====== DATA LISTING ======

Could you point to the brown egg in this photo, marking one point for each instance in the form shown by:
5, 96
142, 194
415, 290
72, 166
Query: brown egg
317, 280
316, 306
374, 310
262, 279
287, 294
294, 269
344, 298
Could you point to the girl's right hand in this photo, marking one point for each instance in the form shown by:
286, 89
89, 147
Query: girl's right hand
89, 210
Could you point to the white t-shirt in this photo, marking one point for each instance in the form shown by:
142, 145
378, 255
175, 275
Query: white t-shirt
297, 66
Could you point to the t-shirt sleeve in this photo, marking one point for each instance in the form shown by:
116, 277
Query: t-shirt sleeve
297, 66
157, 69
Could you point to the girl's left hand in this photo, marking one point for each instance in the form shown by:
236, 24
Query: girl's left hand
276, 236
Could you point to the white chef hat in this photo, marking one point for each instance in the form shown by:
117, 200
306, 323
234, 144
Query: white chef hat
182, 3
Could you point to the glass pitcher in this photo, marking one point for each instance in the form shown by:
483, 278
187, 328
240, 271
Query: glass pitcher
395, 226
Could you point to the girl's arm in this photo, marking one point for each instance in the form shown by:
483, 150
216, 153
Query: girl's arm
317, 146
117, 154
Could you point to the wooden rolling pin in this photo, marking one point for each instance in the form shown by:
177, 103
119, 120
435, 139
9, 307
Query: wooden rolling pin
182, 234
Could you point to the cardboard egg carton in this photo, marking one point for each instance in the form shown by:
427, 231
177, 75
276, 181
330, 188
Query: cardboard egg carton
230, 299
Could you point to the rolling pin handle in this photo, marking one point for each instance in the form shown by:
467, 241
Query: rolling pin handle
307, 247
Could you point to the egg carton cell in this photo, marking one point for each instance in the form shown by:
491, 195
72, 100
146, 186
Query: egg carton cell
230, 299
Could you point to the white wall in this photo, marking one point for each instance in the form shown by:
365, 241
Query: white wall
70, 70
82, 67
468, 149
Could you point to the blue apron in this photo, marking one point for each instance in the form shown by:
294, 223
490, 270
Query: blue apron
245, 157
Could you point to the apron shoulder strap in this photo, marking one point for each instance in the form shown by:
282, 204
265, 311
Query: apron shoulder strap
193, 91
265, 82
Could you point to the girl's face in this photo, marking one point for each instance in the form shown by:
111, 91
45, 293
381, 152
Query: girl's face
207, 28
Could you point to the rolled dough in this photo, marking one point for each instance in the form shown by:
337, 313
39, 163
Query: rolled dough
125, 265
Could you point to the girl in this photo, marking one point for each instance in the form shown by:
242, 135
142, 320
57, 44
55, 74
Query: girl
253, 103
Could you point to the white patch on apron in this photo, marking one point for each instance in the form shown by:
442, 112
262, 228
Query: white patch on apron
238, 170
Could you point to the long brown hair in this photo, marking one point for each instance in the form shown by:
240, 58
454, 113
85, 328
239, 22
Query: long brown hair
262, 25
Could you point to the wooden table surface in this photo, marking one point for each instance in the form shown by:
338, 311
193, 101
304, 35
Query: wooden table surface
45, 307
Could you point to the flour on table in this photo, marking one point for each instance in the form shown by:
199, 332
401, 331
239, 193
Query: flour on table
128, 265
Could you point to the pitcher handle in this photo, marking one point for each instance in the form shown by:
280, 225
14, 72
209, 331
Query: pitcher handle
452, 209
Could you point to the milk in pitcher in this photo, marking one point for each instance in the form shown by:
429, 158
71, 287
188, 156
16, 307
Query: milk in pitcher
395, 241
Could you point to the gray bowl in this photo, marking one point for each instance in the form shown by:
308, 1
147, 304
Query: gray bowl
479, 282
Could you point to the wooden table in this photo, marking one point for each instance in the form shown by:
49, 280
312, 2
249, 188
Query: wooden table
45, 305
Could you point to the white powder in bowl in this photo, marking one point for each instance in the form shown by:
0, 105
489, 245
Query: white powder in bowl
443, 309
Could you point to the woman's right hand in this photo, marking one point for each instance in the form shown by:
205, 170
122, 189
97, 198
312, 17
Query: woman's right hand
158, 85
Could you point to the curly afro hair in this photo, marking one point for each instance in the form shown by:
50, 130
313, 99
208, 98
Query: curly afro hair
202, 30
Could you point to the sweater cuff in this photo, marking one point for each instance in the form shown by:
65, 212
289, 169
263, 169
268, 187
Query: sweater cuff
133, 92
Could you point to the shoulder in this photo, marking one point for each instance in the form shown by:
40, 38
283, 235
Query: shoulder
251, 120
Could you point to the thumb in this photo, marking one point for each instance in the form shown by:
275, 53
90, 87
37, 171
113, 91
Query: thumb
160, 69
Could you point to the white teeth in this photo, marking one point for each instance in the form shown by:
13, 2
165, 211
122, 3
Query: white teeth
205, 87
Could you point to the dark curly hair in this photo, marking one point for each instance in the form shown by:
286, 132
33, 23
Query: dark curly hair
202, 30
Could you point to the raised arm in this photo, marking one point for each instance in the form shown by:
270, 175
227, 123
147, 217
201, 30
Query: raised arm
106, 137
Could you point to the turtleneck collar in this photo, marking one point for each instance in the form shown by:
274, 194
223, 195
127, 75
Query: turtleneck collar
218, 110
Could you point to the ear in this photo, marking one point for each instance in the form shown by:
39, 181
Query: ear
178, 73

======

Repeat the material above exactly.

**TASK RESPONSE**
Could you point to the brown egg in this photo, marking one point for each instance in the form shown by:
5, 96
142, 194
415, 290
72, 166
Query: brown egg
317, 280
316, 306
374, 310
262, 279
287, 294
294, 269
344, 298
Could you point to the girl's right hand in this photo, marking one point for each instance in the form shown by:
286, 89
89, 147
Query: girl's right hand
89, 210
Could you point to the white t-shirt in this photo, marking one point for each instance in the form shown by:
142, 145
378, 255
175, 275
Query: white t-shirt
297, 66
Could you point to the t-shirt sleeve in this photo, marking one point for each instance in the form shown by:
116, 277
Query: t-shirt sleeve
297, 66
157, 69
Could you point to the girl's left hand in this photo, marking one point for each instance in the form shown by:
236, 24
Query: girl's left hand
276, 236
Could you point to the white chef hat in this photo, marking one point for each instance in the form shown by:
117, 200
306, 323
234, 144
Query: white chef hat
182, 3
Could you point to the glass pitcher in this photo, marking one point for each instance in the form shown by:
483, 278
187, 328
240, 271
Query: glass pitcher
395, 226
Could you point to the girl's arm in this photo, marking one point for each instance in the form shown by:
483, 150
216, 153
Query: girl's arm
317, 146
117, 154
Could you point to the wooden rolling pin in this photo, marking one point for each instance in the form shown by:
177, 103
119, 120
435, 139
9, 307
Query: wooden rolling pin
182, 234
Could you point to the cardboard egg carton in this photo, marking one point for each instance in the form shown by:
427, 231
177, 75
276, 181
330, 188
Query: cardboard egg carton
230, 299
Could you point to the rolling pin handle in this photo, marking one point for each instance in the form shown by:
467, 241
Query: rolling pin handle
307, 247
Could you point to the egg carton cell in this photo, marking one point for each instance in the form shown by:
491, 195
72, 100
146, 186
Query: egg carton cell
230, 299
Could you point to the white wall in this photo, marking one point for each instance in the form shown by:
365, 241
Query: white wall
70, 70
82, 67
468, 149
Could you point to the blue apron in this photo, marking one point for each instance in the form shown by:
294, 223
490, 270
Query: blue apron
245, 157
Could you point to the apron shoulder strap in this photo, marking one point for each instance in the form shown by:
282, 204
265, 311
Query: apron shoulder strap
193, 91
265, 82
Could you point to the girl's face in this photo, marking one point for each instance in the form shown by:
111, 91
45, 293
381, 152
Query: girl's face
207, 28
Could you point to the rolled dough in this photo, marking one point for each instance in the form shown by:
337, 313
39, 163
Query: rolled dough
125, 265
Could you point to the girl in this photo, marking one point for each instance in the form shown by:
242, 135
142, 320
57, 44
55, 74
Query: girl
253, 103
Could you point to the white patch on apron in this photo, marking one point for each instance in the form shown by:
442, 112
262, 228
Query: white patch on apron
238, 170
Could you point to the long brown hair in this photo, marking one point for each instance in the form shown by:
240, 58
454, 113
85, 328
239, 22
Query: long brown hair
262, 25
Could you point to the wooden table surface in this photo, marking one point for each instance in the form shown by:
338, 311
193, 101
304, 35
Query: wooden table surface
45, 307
Could you point to the flour on table in this photo, marking one point for each instance in the form shown by:
199, 332
401, 331
239, 193
Query: flour on table
128, 265
Could you point to the pitcher handle in this photo, marking one point for each instance in the form shown by:
280, 225
14, 72
209, 331
Query: pitcher handle
452, 209
Could you point to the milk in pitcher in this photo, marking one point for each instance in the form shown by:
429, 158
71, 287
188, 156
16, 307
Query: milk in pitcher
395, 241
Could you point to the gray bowl in this photo, marking one point for each instance in the form shown by:
308, 1
147, 304
Query: gray bowl
479, 282
Could you point to the wooden table in this photo, marking one point for each instance in the form shown by:
49, 280
312, 2
249, 188
Query: wooden table
45, 305
Could you point to the white powder in bowl in this photo, marking one point for each instance in the form shown by:
0, 105
489, 245
Query: white powder in bowl
443, 309
Could you point to the woman's right hand in this photo, marking one point for each instance in the form shown by:
205, 170
122, 189
97, 198
312, 17
Query: woman's right hand
158, 85
Could you point to the curly afro hair in this photo, marking one point for each instance in the form shown by:
50, 130
313, 99
208, 98
Query: curly afro hair
202, 30
Could you point to the sweater cuff in this photo, marking one point for each instance in the form shown by:
65, 212
289, 169
263, 169
268, 187
Query: sweater cuff
133, 92
Could you point to the shoulder in this photo, marking one point for each instance in the form shown by:
40, 38
283, 235
Query: shoulder
251, 120
Could you point to the thumb in this photo, marking one point for each instance in the form shown by:
275, 53
90, 87
37, 171
113, 91
Query: thumb
160, 69
Could you point to the white teeth in this photo, marking one point for each instance in the form shown by:
13, 2
165, 211
122, 3
Query: white teeth
205, 87
Could you point to the dark curly hair in this photo, marking one point for each instance in the form shown by:
286, 132
33, 23
Query: dark curly hair
202, 30
Could you point to the raised arm in this photo, marking one point for each instance in the form shown by:
270, 175
227, 123
147, 217
201, 30
Query: raised arm
106, 137
Could you point to the turtleneck collar in this photo, marking one point for each instance in the form shown by:
274, 194
223, 195
127, 75
Query: turtleneck collar
218, 110
Could you point to the ear in this photo, marking one point for each instance in the form shown by:
39, 181
Query: ear
178, 73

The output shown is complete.